> **LIST OF TASKS**
A. In the essay below about making America a Christian nation, rewrite the paragraph beginning "Important as it is, however" as a short bulleted list that keeps its main facts.
B. From the same essay, repeat word for word the passage starting with "How many anti-abortionists" and going on through "of graduation invocations.".

> **SUPPLIED TEXT**

★ ★ ★ ★ ★ ★ ★

Toward a Christian Nation

Vic Stenger

Fundamentalists have made it clear that they will not rest until America is officially declared a Christian nation. They now seem to be well on their way. The recent U.S. Supreme Court decision, allowing the government to forbid workers in federally supported family planning clinics from even mentioning abortion as an option, is itself an abortion of the U.S. Constitution. I find the decision incredible and its possible long-term consequences apalling. After a decade of Reagan and Bush, a majority of the Supreme Court now appears in place that is willing to sacrifice even Freedom of Speech in the relentless drive to Christianize America.

The Chief Justice, William Renquist, has decalared: "The 'wall of separation between church and state' is a metaphor based on bad history which has proved useless as a guide to judging. It should be frankly and explicitly abandoned." He now finally has the votes to do it. Reproductive rights and other freedoms are in grave danger.

Most people do not recognize the abortion issue as an element in the battle over the separation of church and state. Yet, look at the anti-abortionists. They are mostly Catholics or fundamentalist Christians. Their priests and preachers are the leaders of the movement.

The basis of the Christian argument, the reason they are so implacable on abortion, is a primitive, dualistic belief that human beings are more than matter. Fanantical Christians believe, without a shadow of doubt, that we all possess something that transcends matter - a soul. Not even considering the possibility that this belief might be wrong, and not conceiving of how others could even think otherwise, they view abortion as murder because they assume the fetus is a fully complete human being - not in body of course, but in something obscure and undetectable they call soul.

How many anti-abortionists does it take to screw in a light bulb? Three. Two to do the screwing, and one to testify that the light went on the moment the screwing started!

Important as it is, however, abortion will not be the only church-state issue that this rock-conservative Court will address in coming terms. A graduation prayer case is on the docket, Lee vs Weisman, brought by a jewish family in Rhode Island. Obscure by itself, the Bush administration has chosen to use this case as a vehicle to overturn decades of church-state law. The Solicitor General, Kenneth Starr, has filed a 19 page brief going far beyond the narrow confines of graduation invocations.

★ ★ ★ ★ ★ ★ ★

> **DATA**
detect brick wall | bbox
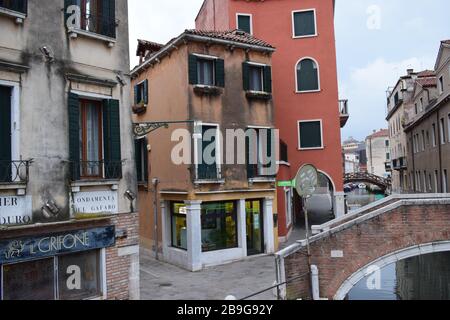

★ ★ ★ ★ ★ ★ ★

> **SOLUTIONS IN ORDER**
A.
- Abortion will not be the only church-state issue this very conservative Court takes up in coming terms.
- A graduation prayer case, Lee vs Weisman, is on the docket. A Jewish family in Rhode Island brought it.
- The Bush administration has chosen this otherwise obscure case as a vehicle to overturn decades of church-state law.
- Solicitor General Kenneth Starr has filed a 19-page brief that goes far beyond graduation invocations.

B.
How many anti-abortionists does it take to screw in a light bulb? Three. Two to do the screwing, and one to testify that the light went on the moment the screwing started!

Important as it is, however, abortion will not be the only church-state issue that this rock-conservative Court will address in coming terms. A graduation prayer case is on the docket, Lee vs Weisman, brought by a jewish family in Rhode Island. Obscure by itself, the Bush administration has chosen to use this case as a vehicle to overturn decades of church-state law. The Solicitor General, Kenneth Starr, has filed a 19 page brief going far beyond the narrow confines of graduation invocations.